-- INFORMATION PROVIDED follows --

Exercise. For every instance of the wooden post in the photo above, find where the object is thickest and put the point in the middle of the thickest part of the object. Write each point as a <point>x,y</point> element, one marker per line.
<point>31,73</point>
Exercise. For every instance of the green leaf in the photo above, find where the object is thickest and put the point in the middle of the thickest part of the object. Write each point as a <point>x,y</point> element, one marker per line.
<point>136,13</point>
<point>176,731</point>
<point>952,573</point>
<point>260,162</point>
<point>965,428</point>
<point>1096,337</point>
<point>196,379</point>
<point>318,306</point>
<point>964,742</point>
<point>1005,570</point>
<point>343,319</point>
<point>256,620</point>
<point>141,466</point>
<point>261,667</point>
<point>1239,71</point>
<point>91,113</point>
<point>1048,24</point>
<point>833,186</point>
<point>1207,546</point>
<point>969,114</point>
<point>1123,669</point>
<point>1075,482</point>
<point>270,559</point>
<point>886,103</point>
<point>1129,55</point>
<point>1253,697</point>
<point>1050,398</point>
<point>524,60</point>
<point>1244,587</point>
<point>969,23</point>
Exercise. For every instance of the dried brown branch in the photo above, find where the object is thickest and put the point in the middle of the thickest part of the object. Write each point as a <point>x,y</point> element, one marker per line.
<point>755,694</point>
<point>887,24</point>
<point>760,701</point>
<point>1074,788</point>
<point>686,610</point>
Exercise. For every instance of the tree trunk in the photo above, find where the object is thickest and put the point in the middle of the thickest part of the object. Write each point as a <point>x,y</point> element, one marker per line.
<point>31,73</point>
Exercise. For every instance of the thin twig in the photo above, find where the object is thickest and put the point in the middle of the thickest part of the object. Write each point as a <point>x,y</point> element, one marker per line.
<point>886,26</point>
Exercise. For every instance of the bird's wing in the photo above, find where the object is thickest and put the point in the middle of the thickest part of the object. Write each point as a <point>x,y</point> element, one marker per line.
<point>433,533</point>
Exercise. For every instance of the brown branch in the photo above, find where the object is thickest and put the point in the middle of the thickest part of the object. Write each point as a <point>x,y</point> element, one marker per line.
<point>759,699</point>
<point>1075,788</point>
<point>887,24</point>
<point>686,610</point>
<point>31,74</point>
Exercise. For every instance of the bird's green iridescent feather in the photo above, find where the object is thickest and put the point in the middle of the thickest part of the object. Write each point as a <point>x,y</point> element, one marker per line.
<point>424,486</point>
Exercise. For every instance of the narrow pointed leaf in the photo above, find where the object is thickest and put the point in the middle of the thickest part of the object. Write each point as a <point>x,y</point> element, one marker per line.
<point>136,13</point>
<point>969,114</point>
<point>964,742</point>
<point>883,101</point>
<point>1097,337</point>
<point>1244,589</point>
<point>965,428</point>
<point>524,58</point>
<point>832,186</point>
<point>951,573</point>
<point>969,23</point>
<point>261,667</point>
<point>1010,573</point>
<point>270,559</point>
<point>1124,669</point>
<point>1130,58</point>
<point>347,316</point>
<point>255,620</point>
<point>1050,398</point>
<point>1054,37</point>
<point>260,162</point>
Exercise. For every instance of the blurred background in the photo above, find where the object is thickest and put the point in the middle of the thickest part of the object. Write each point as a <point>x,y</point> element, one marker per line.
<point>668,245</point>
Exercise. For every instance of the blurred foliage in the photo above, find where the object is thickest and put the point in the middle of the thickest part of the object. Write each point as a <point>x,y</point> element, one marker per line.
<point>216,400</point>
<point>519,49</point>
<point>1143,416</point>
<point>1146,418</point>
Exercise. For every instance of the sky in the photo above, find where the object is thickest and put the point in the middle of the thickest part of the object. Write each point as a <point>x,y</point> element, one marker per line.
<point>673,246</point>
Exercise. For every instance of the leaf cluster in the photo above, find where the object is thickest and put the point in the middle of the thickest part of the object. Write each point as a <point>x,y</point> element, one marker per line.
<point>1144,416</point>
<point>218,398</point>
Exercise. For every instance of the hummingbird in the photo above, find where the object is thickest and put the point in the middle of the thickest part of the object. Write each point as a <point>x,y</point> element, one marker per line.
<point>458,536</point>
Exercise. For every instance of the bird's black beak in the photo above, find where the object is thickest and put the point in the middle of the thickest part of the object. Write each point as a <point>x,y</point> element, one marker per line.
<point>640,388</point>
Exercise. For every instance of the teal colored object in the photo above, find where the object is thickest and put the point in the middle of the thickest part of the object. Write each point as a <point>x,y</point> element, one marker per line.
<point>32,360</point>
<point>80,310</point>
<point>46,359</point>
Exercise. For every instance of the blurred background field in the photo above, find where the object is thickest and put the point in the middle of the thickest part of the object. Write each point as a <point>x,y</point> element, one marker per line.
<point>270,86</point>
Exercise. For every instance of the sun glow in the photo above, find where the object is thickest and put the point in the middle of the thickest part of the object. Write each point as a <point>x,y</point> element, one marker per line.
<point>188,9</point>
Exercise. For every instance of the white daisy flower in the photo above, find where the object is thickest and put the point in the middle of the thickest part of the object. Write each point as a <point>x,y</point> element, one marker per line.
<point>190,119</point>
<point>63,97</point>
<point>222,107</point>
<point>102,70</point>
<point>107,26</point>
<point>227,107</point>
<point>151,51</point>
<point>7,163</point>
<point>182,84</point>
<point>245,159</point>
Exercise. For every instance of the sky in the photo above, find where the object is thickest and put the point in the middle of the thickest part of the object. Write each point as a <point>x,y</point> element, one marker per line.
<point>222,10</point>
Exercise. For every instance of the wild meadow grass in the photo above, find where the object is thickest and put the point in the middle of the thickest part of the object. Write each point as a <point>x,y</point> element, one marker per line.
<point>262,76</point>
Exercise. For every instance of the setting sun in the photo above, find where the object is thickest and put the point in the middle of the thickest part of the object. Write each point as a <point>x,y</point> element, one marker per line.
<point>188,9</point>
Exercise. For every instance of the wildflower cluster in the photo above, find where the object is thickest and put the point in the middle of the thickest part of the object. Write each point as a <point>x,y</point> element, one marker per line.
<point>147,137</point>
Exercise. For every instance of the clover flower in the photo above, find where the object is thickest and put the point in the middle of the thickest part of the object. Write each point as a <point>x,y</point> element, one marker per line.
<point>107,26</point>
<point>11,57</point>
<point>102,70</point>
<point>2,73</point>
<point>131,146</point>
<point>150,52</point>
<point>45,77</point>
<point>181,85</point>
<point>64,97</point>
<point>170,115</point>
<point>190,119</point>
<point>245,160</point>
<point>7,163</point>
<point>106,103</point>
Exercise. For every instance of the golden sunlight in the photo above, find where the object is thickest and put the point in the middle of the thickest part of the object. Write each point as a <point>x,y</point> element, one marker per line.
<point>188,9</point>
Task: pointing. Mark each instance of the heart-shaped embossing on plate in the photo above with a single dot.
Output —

-- INFORMATION PROVIDED concluded --

## WHAT THE EXERCISE ASKS:
Each record must be reproduced exactly, with nothing missing.

## ANSWER BOX:
Exercise. For every instance of the wooden post in the photo above, find where the object is thickest and put the point in the middle of the thickest part of the object. Write each point as a <point>x,y</point> element, one marker per line.
<point>31,73</point>
Exercise. For every instance of the green leaf in the photo above, find where the object is thickest and put the point in the middle of the thickest part of the object. Write each point as a <point>x,y</point> element, one marker per line.
<point>136,13</point>
<point>176,731</point>
<point>952,573</point>
<point>260,162</point>
<point>965,428</point>
<point>1096,337</point>
<point>196,379</point>
<point>318,306</point>
<point>964,742</point>
<point>1005,570</point>
<point>343,319</point>
<point>256,620</point>
<point>141,466</point>
<point>261,667</point>
<point>1239,71</point>
<point>91,113</point>
<point>1048,24</point>
<point>833,186</point>
<point>1207,546</point>
<point>969,114</point>
<point>1123,669</point>
<point>1075,482</point>
<point>270,559</point>
<point>886,103</point>
<point>1129,55</point>
<point>1253,697</point>
<point>1050,398</point>
<point>524,60</point>
<point>1244,587</point>
<point>969,23</point>
Exercise. For every instance of the dried brown branch in the photo above, find where the object is thickest and put the point in the middle of the thickest part of the object. Write each point as a <point>x,y</point> element, one marker per line.
<point>755,694</point>
<point>887,24</point>
<point>760,701</point>
<point>1074,788</point>
<point>686,610</point>
Exercise. For every instance of the tree trunk in the photo above, find where the object is thickest and put the point in the middle of the thickest part of the object. Write each point as a <point>x,y</point> element, one marker per line.
<point>31,73</point>
Exercise. For every instance of the thin twig in the photo above, find where the object is thickest and put the point in the middle of the thickest part of the object. Write each point as a <point>x,y</point> element, one marker per line.
<point>886,26</point>
Exercise. For every instance of the bird's wing in the photo above, find where the object is thickest and put the point in the middle of the thickest part of the object. Write each point as a <point>x,y</point> element, one marker per line.
<point>433,533</point>
Exercise. For every instance of the brown branch in the photo above, find where the object is thickest and put the point in the middle of the thickest part of the object. Write each point as a <point>x,y</point> element, one marker per line.
<point>759,699</point>
<point>1075,788</point>
<point>887,24</point>
<point>686,610</point>
<point>31,74</point>
Exercise. For every instance of the bird's green iridescent feather in the photo above, find where the object is thickest and put the point in the middle of the thickest part of the object. Write each point as a <point>x,y</point> element, one marker per line.
<point>424,486</point>
Exercise. For every instance of the narrow pointed leaf in the photo above, find where the object is thickest and put the point in the middle of the thickest part of the object. Write each point as a <point>x,y</point> element, one marker per line.
<point>136,13</point>
<point>969,114</point>
<point>964,742</point>
<point>883,101</point>
<point>1097,337</point>
<point>1244,589</point>
<point>965,428</point>
<point>524,58</point>
<point>832,186</point>
<point>951,573</point>
<point>969,23</point>
<point>261,667</point>
<point>1010,573</point>
<point>270,559</point>
<point>1124,669</point>
<point>1130,58</point>
<point>347,316</point>
<point>255,620</point>
<point>1050,398</point>
<point>1054,37</point>
<point>260,162</point>
Exercise. For every instance of the blurred background in the photo above, find where the object is thickest and put the point in the middle of the thickest part of the object. Write each point as a <point>x,y</point> element, one marker per line.
<point>668,245</point>
Exercise. For every instance of the blurred foliage in the photo above, find where the object is thickest and put the point in the middle of the thickest part of the object. Write each point as a <point>x,y</point> element, one marker per line.
<point>216,400</point>
<point>519,49</point>
<point>1143,416</point>
<point>1146,418</point>
Exercise. For every instance of the sky in the photo above, find where the object is thickest and put the point in the middle of the thickest part of the object. Write each point as a <point>x,y</point> element, one marker per line.
<point>673,246</point>
Exercise. For every instance of the leaf cluster in the photo above, find where the object is thickest and put the point in the middle of the thickest part of the object. Write each point as a <point>x,y</point> element, one marker per line.
<point>1144,416</point>
<point>218,398</point>
Exercise. For every instance of the hummingbird in the photo above, find where the object is thickest and put the point in the middle of the thickest part of the object. Write each point as a <point>x,y</point> element, one marker per line.
<point>458,536</point>
Exercise. For every instance of the bird's black beak in the photo above, find where the object is thickest and put the point in the middle of the thickest part of the object. Write each point as a <point>x,y</point> element, one marker per line.
<point>640,388</point>
Exercise. For every instance of the teal colored object in the photo above, find where the object is thickest and put the point in the middle of the thickest part of the object. Write each point as a <point>x,y</point> element, one marker per line.
<point>32,360</point>
<point>80,310</point>
<point>46,359</point>
Exercise. For every instance of the blurred background field in the photo above, find where the object is thickest and put the point in the middle of the thickest part of the object. Write each point as a <point>x,y</point> element, one marker per line.
<point>270,86</point>
Exercise. For every instance of the sun glow in the photo above, find where the object is thickest and put the point in the middle of the thickest part of the object. Write each point as a <point>x,y</point> element, one marker per line.
<point>188,9</point>
Exercise. For every instance of the white daisy flower in the photo above, find where the object is thickest and put the point in the middle of the thickest part of the object. Write each point as a <point>x,y</point> element, one marker per line.
<point>190,119</point>
<point>63,97</point>
<point>222,107</point>
<point>102,70</point>
<point>107,26</point>
<point>227,107</point>
<point>151,51</point>
<point>7,163</point>
<point>182,84</point>
<point>245,159</point>
Exercise. For every instance of the sky in the photo above, find where the object is thickest and put the point in the middle of the thickest part of the object. Write each point as a <point>x,y</point> element, one marker per line.
<point>222,10</point>
Exercise. For every instance of the wild meadow grass in the photo above, find where the object is thickest and put the point in the middle of the thickest part of the object. Write each point as a <point>x,y</point> element, one marker per line.
<point>262,76</point>
Exercise. For every instance of the setting sun in the photo above, find where the object is thickest and put the point in the middle of the thickest part of the object. Write each point as a <point>x,y</point> element, one marker per line.
<point>188,9</point>
Exercise. For every instance of the wildflower cluster in the photo above, find where the object is thickest and put the point in the middle of the thickest part of the object. Write each point as a <point>x,y</point> element, one marker per line.
<point>147,137</point>
Exercise. For every instance of the clover flower in the photo above, find where the object is thickest and put the point in the middle of the thickest part of the object. Write each point as a <point>x,y</point> element, one marker per line.
<point>107,26</point>
<point>11,57</point>
<point>102,70</point>
<point>2,73</point>
<point>131,146</point>
<point>150,52</point>
<point>45,77</point>
<point>181,85</point>
<point>64,97</point>
<point>170,115</point>
<point>190,119</point>
<point>245,160</point>
<point>7,163</point>
<point>106,103</point>
Exercise. For every instance of the golden sunlight in the photo above, find where the object is thickest and put the point in the middle of the thickest part of the object. Write each point as a <point>x,y</point> element, one marker per line.
<point>188,9</point>
Task: pointing. Mark each instance of the heart-shaped embossing on plate in the photo above with a single dot.
Output —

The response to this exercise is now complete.